→ **WHAT IS REQUIRED**:
Rewrite every line below in full, offsetting each coordinate in the answers by adding 140 to both the x and y values.

++++++

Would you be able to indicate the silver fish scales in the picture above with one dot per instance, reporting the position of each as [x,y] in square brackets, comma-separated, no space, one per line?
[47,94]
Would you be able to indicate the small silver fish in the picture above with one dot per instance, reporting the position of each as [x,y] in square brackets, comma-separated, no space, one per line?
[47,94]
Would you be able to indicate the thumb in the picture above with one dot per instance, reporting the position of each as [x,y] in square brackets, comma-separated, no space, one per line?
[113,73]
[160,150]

++++++

→ **OUTPUT FOR THIS EXERCISE**:
Would you be able to indicate the silver fish scales in the picture above with one dot per instance, reporting the position of each as [x,y] in square brackets, comma-separated, no space, one per line?
[187,234]
Would you be able to indicate the small silver fish in the picture above with one dot per instance, reporting the position of each as [x,y] in square brackets, comma-separated, no space, one per line?
[187,234]
Would you be able to indicate the thumb in the picture above with one dot per instance, reporting the position of each as [x,y] in square brackets, comma-separated, no space, one per line?
[253,213]
[300,290]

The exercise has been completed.